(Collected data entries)
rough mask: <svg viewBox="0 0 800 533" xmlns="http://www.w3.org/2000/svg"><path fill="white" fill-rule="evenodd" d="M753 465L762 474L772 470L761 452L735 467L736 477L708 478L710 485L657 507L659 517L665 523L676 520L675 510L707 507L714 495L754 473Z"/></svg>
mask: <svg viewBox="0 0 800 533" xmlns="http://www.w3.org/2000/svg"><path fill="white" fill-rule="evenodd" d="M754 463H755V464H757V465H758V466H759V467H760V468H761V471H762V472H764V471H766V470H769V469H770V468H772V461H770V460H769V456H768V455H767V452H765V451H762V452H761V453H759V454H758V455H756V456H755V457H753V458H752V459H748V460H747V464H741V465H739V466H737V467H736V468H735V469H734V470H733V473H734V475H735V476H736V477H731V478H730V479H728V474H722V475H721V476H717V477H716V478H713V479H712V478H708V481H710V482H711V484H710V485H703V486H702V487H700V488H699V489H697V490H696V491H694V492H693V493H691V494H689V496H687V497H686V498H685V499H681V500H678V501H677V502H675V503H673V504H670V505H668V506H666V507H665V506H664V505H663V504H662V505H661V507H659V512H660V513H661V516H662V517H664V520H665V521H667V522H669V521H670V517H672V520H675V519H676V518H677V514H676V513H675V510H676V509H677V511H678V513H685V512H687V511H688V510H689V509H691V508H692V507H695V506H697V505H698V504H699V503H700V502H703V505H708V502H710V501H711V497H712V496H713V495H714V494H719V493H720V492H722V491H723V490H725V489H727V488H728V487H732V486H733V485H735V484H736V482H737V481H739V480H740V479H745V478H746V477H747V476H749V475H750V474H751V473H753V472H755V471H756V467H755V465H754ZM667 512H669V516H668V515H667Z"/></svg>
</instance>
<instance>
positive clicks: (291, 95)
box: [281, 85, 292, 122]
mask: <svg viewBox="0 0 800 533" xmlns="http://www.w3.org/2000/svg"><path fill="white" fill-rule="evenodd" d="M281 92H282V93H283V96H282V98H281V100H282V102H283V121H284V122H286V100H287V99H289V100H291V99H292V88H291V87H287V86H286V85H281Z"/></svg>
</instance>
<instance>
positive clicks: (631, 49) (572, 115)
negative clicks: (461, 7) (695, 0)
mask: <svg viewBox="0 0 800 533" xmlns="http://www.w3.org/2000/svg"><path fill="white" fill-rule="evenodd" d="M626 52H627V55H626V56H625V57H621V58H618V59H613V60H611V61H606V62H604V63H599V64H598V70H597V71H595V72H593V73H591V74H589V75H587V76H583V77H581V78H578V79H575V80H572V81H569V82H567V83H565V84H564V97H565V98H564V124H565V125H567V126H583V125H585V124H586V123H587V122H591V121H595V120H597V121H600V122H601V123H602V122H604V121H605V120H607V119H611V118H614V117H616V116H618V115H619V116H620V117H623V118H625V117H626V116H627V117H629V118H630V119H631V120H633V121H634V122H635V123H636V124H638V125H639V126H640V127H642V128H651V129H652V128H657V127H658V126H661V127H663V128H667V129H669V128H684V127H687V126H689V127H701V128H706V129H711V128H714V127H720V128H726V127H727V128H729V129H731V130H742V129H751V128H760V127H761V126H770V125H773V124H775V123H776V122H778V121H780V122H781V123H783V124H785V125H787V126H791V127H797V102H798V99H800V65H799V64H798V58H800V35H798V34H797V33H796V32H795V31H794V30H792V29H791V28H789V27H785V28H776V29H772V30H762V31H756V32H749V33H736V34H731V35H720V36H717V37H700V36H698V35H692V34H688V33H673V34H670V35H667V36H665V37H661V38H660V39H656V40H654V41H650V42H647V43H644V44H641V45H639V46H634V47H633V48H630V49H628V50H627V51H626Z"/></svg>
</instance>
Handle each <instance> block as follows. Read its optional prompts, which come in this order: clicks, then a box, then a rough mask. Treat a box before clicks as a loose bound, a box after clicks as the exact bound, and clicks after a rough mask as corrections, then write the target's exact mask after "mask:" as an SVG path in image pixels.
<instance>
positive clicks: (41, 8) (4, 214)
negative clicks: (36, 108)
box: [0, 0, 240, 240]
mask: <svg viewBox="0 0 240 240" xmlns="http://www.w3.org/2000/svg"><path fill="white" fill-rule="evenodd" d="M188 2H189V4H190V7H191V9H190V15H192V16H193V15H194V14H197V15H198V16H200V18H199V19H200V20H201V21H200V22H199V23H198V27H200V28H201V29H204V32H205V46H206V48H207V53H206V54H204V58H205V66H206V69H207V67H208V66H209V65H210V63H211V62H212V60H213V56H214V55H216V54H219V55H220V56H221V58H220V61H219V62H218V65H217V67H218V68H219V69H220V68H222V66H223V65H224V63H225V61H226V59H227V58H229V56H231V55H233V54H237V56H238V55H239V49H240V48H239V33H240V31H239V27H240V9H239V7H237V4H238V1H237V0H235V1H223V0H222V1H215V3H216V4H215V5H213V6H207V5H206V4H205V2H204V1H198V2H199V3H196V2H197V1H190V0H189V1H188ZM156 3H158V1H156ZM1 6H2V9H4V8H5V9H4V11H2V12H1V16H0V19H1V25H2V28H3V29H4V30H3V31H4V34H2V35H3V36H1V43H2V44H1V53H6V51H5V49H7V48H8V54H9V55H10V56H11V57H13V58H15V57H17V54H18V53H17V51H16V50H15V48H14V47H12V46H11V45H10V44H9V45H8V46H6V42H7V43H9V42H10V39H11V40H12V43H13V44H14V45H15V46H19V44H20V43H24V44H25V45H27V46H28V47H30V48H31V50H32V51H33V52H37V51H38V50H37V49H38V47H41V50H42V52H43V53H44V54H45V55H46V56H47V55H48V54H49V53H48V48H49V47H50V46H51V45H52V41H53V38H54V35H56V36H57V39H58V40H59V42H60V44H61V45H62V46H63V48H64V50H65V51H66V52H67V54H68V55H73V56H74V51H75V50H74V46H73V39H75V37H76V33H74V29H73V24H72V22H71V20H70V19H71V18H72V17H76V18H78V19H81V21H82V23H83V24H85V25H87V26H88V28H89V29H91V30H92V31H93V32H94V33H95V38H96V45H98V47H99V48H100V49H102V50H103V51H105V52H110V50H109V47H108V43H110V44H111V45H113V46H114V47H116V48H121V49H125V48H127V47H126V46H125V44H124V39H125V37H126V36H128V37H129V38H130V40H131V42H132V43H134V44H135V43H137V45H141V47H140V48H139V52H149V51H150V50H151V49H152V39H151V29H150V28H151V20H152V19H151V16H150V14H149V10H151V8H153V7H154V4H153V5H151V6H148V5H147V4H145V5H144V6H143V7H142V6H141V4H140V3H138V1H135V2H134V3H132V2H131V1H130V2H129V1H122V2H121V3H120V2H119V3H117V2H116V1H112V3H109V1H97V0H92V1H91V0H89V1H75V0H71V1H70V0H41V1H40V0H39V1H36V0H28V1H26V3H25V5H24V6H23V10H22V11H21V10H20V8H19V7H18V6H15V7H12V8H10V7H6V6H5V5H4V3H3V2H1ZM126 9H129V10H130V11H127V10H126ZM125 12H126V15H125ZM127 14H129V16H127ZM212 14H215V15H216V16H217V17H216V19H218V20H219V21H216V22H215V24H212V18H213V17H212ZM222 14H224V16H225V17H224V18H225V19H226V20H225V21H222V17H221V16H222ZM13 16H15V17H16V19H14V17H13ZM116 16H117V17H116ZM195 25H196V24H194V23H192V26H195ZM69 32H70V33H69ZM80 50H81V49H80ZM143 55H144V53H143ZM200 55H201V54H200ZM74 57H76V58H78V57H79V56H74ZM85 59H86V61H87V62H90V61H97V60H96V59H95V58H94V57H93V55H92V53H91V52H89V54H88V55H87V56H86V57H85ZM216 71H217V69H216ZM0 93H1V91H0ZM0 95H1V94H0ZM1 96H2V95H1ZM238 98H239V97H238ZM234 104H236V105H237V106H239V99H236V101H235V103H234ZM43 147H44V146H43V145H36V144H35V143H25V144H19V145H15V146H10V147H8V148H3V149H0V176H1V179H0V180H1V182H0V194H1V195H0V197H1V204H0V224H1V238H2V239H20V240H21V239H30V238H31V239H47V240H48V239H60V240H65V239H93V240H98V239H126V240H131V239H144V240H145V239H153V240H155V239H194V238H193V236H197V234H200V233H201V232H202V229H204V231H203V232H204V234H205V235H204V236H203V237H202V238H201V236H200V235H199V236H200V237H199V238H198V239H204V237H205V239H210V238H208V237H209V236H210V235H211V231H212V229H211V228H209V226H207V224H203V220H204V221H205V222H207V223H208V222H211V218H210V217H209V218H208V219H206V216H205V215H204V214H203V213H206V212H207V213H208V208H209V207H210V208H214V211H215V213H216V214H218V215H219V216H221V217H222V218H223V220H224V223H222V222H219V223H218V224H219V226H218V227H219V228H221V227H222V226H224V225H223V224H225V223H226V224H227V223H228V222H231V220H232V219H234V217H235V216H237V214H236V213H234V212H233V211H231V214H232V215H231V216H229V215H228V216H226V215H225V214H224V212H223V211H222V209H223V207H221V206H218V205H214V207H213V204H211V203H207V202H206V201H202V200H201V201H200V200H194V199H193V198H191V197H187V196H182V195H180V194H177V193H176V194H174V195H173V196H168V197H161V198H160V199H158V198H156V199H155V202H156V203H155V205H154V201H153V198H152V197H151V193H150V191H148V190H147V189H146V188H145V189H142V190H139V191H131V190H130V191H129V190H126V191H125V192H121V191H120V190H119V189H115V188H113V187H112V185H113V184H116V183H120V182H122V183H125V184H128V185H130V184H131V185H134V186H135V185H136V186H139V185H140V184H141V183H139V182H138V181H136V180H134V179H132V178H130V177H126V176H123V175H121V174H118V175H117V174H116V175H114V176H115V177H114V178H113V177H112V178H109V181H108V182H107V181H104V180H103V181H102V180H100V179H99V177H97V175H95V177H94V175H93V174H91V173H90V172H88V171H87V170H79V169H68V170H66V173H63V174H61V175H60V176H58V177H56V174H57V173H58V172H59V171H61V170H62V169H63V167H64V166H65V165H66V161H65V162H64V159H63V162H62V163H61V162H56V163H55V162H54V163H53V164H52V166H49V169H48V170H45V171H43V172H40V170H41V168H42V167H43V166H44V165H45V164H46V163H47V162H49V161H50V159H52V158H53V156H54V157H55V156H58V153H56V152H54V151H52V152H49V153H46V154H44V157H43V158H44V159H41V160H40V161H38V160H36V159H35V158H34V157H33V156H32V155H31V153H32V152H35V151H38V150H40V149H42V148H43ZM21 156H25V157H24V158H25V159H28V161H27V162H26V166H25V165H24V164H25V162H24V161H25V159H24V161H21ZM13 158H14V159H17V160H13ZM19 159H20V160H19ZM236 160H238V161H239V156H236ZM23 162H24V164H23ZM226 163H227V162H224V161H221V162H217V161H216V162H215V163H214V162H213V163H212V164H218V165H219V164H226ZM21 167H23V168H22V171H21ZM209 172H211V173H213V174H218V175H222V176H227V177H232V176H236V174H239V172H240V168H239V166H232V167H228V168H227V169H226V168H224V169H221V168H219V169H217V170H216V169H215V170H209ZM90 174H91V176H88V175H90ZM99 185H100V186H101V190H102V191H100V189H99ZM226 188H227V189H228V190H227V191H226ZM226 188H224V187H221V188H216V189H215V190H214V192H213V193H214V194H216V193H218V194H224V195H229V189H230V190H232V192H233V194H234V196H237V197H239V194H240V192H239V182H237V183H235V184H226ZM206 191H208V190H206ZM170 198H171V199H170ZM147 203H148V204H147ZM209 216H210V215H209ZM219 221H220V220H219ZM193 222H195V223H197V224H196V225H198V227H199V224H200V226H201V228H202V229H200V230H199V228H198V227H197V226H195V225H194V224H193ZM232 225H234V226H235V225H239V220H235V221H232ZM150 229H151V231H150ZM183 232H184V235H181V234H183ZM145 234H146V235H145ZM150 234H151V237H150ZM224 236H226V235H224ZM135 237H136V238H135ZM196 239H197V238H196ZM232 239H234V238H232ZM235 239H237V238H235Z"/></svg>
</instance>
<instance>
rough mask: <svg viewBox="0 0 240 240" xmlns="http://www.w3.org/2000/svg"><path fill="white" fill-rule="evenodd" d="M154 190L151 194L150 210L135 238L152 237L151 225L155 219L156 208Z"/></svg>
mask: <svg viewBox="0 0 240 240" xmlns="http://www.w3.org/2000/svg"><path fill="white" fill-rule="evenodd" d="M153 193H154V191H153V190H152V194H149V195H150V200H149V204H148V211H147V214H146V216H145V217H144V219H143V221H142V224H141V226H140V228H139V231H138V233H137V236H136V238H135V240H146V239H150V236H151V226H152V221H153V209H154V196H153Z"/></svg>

→ PROBLEM
Run a filter over the data above and keep each line that contains the word "positive".

→ SOLUTION
positive clicks: (291, 95)
positive clicks: (631, 49) (572, 115)
positive clicks: (41, 8) (4, 214)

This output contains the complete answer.